**Tekst do czytania**:
^^^^

Nie potrafimy dokładnie skojarzyć ale wydaje nam się, że podobny pomnik stoi w Polsce. Gdzieś to już widzieliśmy…
Tu sprawa jest prostsza. Te same kolory, podobny budynek , praktycznie to samo logo i czcionka… hmm... „Kopiuj – wklej” Galeria Mokotów w Warszawie. Globalizacja pełną parą.
Lokalne jedzenie. Mititei - rumuńskie kiełbaski to tradycyjne danie z grilla. Słowo „mititei” w rumuńskim oznacza "małe rzeczy". Rolka mięsa mielonego składa się z mieszanki wołowiny, jagnięciny i wieprzowiny oraz przypraw takich jak czosnek, pieprz, tymianek, kolendra, anyż, cząber i czasem papryka. Mititei jest serwowane w towarzystwie musztardy i piwa. Danie bardzo popularne w Rumunii.
Podpowiedź dla zmotoryzowanych. Czasem paliwo na stacjach jest tak marne, że samochód traci połowę mocy. Po przetestowaniu kilku różnych stacji paliw pierwsze miejsce zajął Petrom. Generalnie tankowanie gdzie indziej nie ma sensu.
Żegnamy Rumunię. Będziemy tęsknić. To naprawdę ciekawy kraj. Pełen kontrastów i wciąż jeszcze nie zbyt dotknięty korporacjonizmem. Nie da się tego prosto opisać ale mieliśmy wrażenie, że panuje tam pewna swoboda w życiu i kontaktach z ludźmi, której u nas już nie ma. W Polsce jesteśmy zabiegani, zestresowani i zmęczeni. Rumunia przypomniała nam, że kiedyś żyliśmy inaczej. Tylko już o tym zapomnieliśmy…
Węgry – czyli kraj dziwnych i kiepskich dróg. Przynajmniej jeśli chodzi o nasze doświadczenia.
Kilka kilometrów od granicy pierwszy korek na trasie. Pierwszy w ogóle podczas całej wyprawy. Ponad godzina stania w miejscu.
Dotarliśmy do Budapesztu. Miasto bardzo przypomina mam Czeską Pragę i Polski Wrocław. Na ulicach panuje spory ruch i kręci się masa ludzi. Trafiliśmy tu na tzw. długi weekend. Nadchodzą problemy z noclegiem…
Trzeba przyznać, że Budapeszt jest trochę brudnym miastem. Na ulicach minęliśmy całkiem sporo bezdomnych.
Zupełnie przez przypadek wdrapaliśmy się samochodem na dach z parkingiem. Mała panorama dachów Budapesztu.
Uliczki w Budapeszcie bywają wąskie – mają za to swój urok.
Kręcąc się po mieście w poszukiwaniu noclegów mijamy parę siedzącą na moście.

^^^^

**Wyodrębnione dane**:
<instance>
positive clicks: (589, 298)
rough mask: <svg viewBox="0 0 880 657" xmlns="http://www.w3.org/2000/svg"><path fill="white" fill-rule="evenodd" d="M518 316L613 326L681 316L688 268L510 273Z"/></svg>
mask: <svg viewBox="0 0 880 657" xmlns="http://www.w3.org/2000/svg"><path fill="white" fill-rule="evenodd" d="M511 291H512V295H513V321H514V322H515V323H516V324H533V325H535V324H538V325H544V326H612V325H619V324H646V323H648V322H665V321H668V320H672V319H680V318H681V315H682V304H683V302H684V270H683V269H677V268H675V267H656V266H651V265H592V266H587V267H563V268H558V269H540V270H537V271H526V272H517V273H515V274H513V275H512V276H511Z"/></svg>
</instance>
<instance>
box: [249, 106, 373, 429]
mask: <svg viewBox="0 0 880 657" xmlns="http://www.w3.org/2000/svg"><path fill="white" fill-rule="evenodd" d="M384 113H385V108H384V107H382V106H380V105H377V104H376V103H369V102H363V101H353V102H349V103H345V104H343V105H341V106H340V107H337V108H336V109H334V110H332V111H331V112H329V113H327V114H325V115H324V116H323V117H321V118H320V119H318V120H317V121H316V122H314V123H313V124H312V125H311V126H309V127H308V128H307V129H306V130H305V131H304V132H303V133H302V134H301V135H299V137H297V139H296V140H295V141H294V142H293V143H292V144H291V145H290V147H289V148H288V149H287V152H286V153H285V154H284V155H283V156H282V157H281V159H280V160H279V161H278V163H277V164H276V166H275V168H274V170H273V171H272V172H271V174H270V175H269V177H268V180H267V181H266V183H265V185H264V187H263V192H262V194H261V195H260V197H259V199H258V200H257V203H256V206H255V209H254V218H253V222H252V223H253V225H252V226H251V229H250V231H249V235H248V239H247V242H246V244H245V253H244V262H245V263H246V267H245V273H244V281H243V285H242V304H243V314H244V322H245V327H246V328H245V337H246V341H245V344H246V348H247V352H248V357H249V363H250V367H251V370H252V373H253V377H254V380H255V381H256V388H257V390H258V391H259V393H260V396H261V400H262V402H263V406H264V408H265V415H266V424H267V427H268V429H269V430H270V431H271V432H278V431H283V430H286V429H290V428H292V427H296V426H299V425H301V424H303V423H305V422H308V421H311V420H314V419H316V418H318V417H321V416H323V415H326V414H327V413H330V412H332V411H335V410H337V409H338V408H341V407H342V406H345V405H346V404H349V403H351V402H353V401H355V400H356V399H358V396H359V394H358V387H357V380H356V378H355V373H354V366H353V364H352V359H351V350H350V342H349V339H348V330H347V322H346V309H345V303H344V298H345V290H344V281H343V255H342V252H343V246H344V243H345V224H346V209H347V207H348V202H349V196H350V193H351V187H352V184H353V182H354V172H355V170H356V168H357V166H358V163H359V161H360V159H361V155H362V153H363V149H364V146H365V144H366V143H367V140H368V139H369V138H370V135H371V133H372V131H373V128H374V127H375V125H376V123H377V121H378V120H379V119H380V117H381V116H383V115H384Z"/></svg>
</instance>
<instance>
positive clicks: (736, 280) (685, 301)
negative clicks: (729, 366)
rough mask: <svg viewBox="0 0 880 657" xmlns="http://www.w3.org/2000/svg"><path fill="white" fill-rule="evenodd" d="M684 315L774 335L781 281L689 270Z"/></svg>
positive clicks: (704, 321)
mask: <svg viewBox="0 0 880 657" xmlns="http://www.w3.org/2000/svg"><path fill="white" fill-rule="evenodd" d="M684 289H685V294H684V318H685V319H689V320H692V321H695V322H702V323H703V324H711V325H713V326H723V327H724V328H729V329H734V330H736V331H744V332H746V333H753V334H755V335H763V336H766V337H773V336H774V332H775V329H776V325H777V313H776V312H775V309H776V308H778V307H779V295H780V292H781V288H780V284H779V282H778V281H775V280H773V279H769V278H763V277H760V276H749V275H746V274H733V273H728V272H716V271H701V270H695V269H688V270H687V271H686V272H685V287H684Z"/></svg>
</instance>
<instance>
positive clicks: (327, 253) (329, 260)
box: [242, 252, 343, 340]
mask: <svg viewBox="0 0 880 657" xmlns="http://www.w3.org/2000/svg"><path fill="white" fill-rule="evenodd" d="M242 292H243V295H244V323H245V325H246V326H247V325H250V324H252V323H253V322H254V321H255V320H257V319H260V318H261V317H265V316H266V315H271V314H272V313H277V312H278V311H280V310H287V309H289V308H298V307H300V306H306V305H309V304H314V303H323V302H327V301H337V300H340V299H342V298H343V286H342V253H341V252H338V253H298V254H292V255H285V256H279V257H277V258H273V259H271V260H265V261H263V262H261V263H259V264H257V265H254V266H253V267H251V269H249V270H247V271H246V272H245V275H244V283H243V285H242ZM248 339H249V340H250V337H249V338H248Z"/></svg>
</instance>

^^^^

**Sprawdź zrozumienie**:
**A.** Ustal, czy każde z poniższych stwierdzeń zgadza się z relacją z podróży. Przy każdym odpowiedz „tak” lub „nie” i przytocz dosłownie słowa relacji, które o tym rozstrzygają.
(i) Mititei podaje się z musztardą i piwem.
(ii) Pierwszy korek na trasie trwał krócej niż pół godziny.
(iii) W porównaniu kilku stacji paliw najlepiej wypadł Petrom.
**B.** Przepisz wiernie fragment relacji z podróży, zaczynając od słów „Kilka kilometrów od” i kończąc na słowach „to swój urok.”.
**C.** Według relacji z podróży, z jakich rodzajów mięsa składa się mititei?

**Odpowiedzi**:
**A.**
(i) Tak: „Mititei jest serwowane w towarzystwie musztardy i piwa.”
(ii) Nie: „Ponad godzina stania w miejscu.”
(iii) Tak: „Po przetestowaniu kilku różnych stacji paliw pierwsze miejsce zajął Petrom.”

**B.**
Kilka kilometrów od granicy pierwszy korek na trasie. Pierwszy w ogóle podczas całej wyprawy. Ponad godzina stania w miejscu.
Dotarliśmy do Budapesztu. Miasto bardzo przypomina mam Czeską Pragę i Polski Wrocław. Na ulicach panuje spory ruch i kręci się masa ludzi. Trafiliśmy tu na tzw. długi weekend. Nadchodzą problemy z noclegiem…
Trzeba przyznać, że Budapeszt jest trochę brudnym miastem. Na ulicach minęliśmy całkiem sporo bezdomnych.
Zupełnie przez przypadek wdrapaliśmy się samochodem na dach z parkingiem. Mała panorama dachów Budapesztu.
Uliczki w Budapeszcie bywają wąskie – mają za to swój urok.

**C.** Z mieszanki wołowiny, jagnięciny i wieprzowiny.